> _Data records_:
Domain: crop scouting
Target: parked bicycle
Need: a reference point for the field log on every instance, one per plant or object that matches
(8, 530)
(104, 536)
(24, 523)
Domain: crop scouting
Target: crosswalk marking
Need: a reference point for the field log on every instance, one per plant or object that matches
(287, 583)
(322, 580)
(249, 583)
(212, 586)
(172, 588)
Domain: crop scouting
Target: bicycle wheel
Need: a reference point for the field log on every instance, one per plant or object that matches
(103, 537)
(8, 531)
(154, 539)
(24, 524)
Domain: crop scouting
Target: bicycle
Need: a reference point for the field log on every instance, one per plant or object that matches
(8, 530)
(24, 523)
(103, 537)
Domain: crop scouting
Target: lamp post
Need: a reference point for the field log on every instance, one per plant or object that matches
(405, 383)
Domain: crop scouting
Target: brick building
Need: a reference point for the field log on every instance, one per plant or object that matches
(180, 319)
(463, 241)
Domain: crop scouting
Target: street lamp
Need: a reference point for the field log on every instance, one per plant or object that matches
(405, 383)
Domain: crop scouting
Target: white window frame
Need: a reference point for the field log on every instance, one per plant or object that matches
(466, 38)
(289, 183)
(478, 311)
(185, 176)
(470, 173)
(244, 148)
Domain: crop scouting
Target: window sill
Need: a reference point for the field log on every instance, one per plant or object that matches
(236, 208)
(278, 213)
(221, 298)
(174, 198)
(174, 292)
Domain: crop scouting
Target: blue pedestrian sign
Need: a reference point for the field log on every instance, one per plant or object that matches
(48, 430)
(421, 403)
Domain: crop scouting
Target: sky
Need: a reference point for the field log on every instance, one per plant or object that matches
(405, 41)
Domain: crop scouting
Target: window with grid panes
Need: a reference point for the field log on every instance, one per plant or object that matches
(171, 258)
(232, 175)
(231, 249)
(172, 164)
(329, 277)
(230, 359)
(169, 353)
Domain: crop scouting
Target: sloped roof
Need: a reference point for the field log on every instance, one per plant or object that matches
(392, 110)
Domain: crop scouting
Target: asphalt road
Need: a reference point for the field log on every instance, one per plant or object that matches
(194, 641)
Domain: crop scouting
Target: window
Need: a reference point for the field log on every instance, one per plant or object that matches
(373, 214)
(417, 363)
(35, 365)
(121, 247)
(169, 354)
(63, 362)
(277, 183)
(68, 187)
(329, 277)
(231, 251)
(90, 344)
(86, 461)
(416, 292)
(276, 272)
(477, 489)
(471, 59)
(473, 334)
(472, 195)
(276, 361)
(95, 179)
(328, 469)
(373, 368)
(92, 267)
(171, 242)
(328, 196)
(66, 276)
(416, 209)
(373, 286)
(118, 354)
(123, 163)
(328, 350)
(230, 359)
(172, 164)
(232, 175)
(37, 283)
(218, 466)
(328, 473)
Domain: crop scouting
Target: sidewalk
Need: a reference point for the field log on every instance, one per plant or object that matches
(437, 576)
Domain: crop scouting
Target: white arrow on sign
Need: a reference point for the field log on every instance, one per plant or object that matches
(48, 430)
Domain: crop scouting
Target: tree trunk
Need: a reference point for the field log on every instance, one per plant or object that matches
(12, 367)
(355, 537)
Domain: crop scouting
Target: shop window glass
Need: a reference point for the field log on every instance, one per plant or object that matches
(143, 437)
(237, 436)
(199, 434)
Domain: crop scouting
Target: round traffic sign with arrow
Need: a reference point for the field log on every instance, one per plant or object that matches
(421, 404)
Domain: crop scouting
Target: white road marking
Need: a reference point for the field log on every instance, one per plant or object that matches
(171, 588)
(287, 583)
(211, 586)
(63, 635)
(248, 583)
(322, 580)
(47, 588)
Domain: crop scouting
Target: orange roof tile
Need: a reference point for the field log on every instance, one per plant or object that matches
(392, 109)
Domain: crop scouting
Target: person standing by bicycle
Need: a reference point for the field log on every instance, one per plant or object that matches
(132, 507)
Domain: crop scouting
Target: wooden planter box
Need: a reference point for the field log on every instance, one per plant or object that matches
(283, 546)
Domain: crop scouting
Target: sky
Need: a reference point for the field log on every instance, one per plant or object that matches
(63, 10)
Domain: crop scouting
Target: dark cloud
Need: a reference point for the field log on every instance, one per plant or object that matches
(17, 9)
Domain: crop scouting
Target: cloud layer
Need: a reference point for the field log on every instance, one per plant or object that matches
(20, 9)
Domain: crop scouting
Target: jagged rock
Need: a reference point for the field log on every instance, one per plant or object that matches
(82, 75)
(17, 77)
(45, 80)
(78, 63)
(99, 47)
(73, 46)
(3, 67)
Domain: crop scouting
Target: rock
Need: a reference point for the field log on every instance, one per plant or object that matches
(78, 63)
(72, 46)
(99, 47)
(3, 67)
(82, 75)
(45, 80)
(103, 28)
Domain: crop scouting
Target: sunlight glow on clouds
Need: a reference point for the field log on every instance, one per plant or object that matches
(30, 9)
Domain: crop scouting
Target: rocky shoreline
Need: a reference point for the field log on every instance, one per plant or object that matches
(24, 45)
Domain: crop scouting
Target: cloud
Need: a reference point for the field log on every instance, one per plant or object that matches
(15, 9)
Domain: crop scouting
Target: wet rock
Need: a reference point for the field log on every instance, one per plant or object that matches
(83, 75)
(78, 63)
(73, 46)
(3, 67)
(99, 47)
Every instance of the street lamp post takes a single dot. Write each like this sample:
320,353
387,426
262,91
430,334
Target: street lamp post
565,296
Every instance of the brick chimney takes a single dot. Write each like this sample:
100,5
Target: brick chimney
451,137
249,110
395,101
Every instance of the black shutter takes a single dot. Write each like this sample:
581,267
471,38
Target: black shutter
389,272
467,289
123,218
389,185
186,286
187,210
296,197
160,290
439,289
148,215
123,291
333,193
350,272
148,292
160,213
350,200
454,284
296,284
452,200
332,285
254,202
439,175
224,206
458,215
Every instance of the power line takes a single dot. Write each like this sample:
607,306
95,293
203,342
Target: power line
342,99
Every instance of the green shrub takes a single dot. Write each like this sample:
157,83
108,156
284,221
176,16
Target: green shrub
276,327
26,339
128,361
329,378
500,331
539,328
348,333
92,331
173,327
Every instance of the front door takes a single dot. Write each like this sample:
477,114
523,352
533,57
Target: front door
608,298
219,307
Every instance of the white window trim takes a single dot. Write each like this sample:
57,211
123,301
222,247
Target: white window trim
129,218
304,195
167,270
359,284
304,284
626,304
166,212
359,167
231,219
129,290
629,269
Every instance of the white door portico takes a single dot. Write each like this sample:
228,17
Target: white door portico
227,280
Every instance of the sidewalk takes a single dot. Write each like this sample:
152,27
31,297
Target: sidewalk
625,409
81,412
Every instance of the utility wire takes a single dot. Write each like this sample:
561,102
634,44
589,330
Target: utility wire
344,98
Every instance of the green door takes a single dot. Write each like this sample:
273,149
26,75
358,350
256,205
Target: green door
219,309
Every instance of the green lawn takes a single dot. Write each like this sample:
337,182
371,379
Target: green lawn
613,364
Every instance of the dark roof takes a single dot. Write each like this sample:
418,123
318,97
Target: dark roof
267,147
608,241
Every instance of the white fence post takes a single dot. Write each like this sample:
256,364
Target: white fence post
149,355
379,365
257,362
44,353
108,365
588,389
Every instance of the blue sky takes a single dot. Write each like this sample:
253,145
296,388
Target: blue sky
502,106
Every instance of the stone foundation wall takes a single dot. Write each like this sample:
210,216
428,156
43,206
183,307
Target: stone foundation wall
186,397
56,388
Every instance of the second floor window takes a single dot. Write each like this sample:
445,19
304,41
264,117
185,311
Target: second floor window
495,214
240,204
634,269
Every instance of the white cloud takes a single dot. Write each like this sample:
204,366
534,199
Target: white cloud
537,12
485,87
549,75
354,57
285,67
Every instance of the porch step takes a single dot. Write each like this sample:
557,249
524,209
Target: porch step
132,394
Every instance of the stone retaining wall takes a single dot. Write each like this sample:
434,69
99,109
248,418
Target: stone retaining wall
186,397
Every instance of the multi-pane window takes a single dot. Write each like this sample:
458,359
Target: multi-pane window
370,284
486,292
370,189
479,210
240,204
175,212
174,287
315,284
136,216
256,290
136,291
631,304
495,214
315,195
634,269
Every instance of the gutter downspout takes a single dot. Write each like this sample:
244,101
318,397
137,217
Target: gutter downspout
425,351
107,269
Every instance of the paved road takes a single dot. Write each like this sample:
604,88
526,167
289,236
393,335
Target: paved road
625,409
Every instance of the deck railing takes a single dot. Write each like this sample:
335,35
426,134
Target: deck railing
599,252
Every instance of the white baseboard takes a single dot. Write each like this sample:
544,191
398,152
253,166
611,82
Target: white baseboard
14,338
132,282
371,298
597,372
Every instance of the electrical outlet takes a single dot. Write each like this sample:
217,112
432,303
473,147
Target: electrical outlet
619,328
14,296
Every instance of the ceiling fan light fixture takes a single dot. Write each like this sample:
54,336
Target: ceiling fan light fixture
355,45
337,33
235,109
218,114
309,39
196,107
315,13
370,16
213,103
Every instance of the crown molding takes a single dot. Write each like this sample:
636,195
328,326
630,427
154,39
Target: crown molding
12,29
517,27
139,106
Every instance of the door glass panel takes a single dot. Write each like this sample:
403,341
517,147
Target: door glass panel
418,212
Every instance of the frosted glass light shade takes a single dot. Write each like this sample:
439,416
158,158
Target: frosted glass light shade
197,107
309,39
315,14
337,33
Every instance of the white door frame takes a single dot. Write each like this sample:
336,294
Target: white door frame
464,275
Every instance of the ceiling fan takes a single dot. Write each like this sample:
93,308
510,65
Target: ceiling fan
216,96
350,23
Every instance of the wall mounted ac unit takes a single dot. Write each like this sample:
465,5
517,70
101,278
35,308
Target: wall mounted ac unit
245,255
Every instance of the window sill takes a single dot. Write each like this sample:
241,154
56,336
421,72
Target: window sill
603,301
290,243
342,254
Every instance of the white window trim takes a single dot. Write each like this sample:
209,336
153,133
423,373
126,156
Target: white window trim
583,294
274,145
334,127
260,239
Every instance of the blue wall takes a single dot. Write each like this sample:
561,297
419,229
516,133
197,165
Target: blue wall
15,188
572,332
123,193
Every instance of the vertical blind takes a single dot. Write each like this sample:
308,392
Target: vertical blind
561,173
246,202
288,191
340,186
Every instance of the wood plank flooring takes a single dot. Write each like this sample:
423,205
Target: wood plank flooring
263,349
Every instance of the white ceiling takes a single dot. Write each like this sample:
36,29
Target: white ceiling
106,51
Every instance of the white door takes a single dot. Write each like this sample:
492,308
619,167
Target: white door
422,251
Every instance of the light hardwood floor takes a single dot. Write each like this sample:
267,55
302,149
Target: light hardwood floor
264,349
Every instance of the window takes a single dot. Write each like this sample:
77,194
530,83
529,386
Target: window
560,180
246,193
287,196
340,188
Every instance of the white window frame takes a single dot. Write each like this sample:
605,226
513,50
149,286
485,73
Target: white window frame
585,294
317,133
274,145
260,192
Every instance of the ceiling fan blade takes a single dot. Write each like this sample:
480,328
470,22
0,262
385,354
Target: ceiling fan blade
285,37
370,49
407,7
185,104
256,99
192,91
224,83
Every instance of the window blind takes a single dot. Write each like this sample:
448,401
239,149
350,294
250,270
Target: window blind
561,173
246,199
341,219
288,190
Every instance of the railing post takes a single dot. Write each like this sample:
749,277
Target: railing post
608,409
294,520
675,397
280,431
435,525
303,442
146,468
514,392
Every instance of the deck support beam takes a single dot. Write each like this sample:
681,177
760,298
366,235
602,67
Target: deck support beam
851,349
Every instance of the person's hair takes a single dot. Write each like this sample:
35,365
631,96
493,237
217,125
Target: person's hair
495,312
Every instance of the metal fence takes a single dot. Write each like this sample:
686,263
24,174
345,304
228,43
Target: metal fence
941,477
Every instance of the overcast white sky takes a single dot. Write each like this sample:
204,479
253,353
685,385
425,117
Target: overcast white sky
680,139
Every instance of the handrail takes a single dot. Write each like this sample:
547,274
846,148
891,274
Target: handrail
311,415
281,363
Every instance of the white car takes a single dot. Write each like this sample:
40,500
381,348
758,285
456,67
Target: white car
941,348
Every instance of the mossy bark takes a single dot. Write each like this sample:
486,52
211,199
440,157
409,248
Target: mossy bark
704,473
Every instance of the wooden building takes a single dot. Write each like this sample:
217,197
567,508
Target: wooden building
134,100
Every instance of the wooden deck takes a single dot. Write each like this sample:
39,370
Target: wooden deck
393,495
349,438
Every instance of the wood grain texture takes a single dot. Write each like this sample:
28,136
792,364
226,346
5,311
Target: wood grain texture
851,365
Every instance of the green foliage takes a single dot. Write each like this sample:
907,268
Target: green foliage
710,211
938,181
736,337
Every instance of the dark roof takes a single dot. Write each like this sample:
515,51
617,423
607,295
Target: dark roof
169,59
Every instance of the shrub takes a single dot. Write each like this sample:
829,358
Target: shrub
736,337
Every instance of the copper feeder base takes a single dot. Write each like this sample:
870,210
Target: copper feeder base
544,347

> _What you have to do_: Across the records above, how many lines contain the word "with"? Please give that number alone.

> _Written solution_: 2